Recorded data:
..............................

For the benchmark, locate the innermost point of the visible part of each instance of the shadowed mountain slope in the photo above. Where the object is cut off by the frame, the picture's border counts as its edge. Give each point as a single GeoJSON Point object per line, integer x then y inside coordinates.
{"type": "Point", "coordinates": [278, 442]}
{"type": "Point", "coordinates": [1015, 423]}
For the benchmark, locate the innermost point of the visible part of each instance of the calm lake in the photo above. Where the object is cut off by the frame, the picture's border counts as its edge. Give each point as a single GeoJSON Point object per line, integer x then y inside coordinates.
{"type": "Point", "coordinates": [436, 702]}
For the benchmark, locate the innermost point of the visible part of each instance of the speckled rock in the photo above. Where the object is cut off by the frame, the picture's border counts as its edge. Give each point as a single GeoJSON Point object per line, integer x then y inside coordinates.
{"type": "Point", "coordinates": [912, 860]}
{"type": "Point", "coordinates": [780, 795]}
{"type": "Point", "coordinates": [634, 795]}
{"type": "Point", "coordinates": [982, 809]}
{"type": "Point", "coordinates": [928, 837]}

..............................

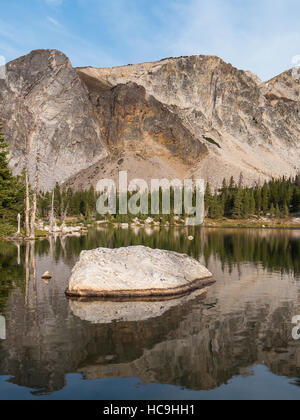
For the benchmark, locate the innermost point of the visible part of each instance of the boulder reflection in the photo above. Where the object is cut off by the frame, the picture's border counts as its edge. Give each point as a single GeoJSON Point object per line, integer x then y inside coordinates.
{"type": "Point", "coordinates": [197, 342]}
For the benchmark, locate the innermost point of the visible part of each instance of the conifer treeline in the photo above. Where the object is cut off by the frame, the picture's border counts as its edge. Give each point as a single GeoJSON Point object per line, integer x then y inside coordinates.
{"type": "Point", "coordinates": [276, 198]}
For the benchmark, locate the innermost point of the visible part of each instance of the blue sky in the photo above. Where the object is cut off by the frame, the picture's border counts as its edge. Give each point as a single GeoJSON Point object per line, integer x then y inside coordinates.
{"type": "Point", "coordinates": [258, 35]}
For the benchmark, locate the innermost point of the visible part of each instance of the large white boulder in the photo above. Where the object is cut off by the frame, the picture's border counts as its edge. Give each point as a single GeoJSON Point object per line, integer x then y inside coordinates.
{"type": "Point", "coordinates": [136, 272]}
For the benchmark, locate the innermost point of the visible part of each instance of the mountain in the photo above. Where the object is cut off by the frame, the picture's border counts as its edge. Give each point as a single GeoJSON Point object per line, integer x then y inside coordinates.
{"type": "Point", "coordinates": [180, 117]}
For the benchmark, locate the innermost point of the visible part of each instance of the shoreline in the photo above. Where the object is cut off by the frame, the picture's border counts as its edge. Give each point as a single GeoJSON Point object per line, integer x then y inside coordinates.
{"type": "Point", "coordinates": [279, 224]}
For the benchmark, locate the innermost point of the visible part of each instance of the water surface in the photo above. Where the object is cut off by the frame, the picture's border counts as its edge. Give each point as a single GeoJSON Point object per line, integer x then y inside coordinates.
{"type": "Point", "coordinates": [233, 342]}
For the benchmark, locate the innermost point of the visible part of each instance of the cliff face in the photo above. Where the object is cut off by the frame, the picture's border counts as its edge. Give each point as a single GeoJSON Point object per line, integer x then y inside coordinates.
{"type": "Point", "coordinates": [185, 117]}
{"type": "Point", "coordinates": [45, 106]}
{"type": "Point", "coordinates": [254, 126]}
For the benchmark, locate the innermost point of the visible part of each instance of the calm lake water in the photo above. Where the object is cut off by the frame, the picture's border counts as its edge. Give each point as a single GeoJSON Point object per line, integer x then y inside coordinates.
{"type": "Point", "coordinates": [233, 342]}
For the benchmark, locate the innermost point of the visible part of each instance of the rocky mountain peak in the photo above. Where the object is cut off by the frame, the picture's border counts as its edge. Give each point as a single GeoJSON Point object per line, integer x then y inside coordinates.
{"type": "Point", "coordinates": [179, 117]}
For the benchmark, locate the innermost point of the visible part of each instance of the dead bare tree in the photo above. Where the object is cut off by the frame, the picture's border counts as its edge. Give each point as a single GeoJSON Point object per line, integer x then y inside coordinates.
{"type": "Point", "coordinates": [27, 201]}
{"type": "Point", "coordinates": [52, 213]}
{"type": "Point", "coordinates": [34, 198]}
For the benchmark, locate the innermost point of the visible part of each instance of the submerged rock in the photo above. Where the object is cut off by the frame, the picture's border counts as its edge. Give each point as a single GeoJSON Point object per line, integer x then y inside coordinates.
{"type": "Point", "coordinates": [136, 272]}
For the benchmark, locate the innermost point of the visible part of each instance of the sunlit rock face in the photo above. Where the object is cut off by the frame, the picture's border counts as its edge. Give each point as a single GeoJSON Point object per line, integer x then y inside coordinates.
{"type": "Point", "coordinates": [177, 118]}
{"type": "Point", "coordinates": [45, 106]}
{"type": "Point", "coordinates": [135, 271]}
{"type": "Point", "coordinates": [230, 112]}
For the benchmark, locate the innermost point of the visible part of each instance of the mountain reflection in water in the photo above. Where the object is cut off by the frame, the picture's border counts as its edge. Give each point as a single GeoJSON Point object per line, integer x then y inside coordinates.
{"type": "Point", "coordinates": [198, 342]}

..............................

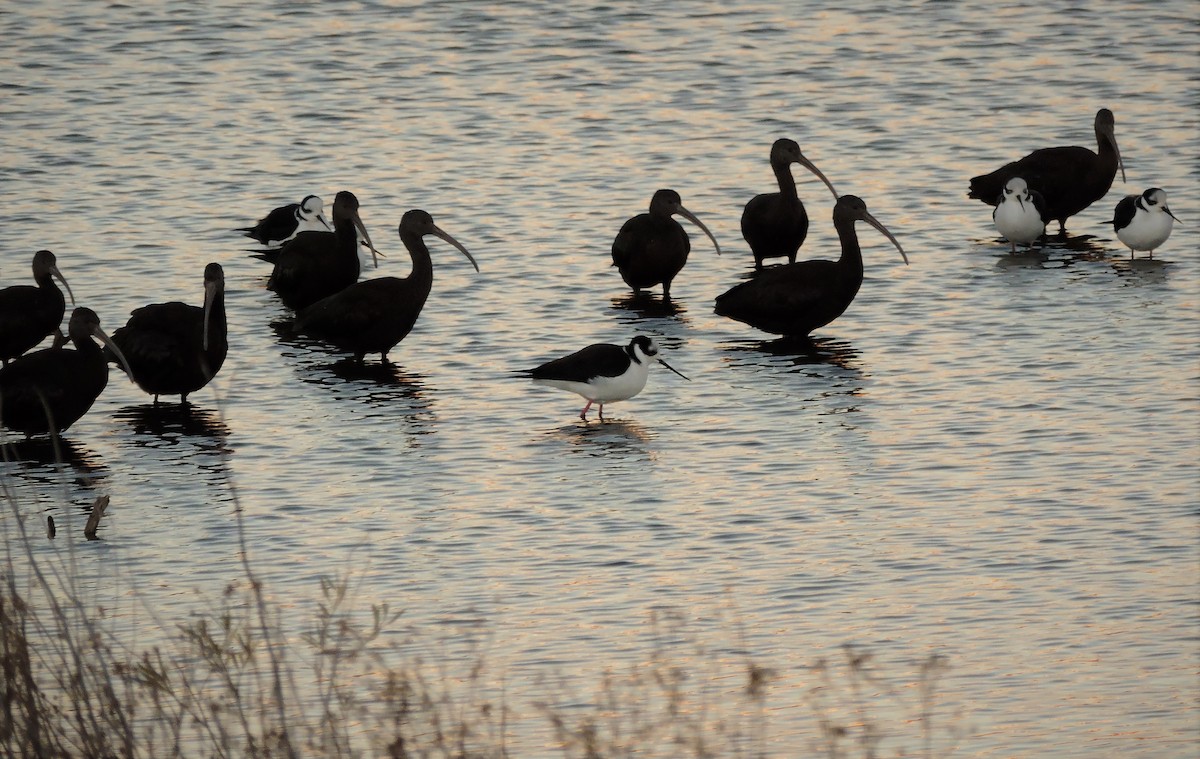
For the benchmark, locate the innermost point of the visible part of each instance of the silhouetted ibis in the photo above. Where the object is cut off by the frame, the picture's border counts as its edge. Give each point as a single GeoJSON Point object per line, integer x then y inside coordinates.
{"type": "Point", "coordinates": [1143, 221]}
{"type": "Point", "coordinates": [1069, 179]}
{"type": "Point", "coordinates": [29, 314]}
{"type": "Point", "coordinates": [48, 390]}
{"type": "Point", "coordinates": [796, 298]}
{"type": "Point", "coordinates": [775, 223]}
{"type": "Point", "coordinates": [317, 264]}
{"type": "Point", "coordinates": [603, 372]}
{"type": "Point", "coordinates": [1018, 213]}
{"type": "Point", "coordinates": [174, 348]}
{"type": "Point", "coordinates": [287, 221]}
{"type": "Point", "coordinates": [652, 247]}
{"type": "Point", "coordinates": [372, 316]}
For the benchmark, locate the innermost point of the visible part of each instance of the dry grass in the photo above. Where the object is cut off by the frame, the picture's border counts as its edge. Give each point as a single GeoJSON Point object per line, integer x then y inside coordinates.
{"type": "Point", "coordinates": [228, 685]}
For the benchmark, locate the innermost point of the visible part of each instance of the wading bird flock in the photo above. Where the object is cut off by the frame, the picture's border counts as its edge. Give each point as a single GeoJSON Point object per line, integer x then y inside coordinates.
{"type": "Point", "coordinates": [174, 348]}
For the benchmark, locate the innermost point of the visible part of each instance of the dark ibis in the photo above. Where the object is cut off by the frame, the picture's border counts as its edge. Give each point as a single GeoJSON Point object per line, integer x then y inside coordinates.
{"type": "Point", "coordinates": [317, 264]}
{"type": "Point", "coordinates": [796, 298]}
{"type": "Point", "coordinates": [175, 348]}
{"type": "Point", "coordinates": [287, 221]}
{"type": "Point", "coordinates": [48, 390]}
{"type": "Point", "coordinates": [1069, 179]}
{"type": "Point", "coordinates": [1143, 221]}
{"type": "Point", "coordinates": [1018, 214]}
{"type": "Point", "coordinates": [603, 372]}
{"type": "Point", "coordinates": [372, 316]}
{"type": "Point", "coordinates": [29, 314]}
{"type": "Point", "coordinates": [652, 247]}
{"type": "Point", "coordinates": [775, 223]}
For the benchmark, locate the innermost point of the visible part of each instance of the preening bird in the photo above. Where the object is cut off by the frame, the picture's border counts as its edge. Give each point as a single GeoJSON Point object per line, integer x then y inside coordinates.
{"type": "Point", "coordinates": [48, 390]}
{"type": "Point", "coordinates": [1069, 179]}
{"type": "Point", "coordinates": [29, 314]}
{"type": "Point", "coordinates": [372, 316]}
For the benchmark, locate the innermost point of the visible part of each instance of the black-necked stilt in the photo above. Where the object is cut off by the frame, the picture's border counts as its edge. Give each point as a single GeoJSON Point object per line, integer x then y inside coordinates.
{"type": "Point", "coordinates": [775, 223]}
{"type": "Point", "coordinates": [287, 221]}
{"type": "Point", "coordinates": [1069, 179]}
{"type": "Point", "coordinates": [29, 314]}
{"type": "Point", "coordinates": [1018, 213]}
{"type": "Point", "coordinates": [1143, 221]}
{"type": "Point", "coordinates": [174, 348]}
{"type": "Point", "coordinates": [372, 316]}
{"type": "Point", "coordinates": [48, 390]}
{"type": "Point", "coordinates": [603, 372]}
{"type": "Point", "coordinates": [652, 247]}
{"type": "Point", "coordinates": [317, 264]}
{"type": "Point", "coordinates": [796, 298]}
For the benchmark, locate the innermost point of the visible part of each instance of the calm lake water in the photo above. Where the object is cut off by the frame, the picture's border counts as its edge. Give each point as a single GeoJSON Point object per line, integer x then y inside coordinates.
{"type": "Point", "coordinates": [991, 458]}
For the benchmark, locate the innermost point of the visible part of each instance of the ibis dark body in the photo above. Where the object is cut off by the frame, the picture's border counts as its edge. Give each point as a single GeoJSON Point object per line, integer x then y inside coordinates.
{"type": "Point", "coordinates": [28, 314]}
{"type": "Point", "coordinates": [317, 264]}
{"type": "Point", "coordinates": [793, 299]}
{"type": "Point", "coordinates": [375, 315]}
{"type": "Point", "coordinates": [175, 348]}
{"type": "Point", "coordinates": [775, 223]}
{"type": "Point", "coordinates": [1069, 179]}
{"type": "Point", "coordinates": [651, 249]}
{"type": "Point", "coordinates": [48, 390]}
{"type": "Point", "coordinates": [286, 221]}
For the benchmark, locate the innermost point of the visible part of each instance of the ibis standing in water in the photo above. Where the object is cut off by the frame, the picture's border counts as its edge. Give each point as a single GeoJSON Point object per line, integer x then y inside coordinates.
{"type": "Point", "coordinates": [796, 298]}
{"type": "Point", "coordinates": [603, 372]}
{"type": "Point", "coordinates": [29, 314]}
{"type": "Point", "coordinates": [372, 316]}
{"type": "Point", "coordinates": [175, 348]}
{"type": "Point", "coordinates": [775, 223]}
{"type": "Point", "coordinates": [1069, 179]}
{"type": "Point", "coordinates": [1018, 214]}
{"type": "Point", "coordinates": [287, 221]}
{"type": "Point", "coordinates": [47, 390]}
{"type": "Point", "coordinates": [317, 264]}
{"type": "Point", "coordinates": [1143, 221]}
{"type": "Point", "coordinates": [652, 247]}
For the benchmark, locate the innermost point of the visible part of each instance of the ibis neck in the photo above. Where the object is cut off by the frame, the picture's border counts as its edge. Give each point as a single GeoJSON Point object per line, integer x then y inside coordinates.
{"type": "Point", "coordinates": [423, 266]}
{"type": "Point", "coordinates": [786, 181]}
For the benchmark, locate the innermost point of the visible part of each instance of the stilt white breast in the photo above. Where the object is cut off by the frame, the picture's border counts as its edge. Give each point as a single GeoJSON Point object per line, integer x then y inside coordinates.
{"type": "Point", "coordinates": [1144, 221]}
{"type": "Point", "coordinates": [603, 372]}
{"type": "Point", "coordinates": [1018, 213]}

..............................

**EXERCISE DESCRIPTION**:
Return each line of the data above that contains the string "body".

**WRITTEN RESPONSE**:
For the benchmark, locate the innermost point of the visible part of each instance of the ibis dark body in the photo above. Where the object is cut off by the frame, the picture's border counts as its edge. Give each point as a single GeoJSON Point object per line, integer x then y inside coordinates.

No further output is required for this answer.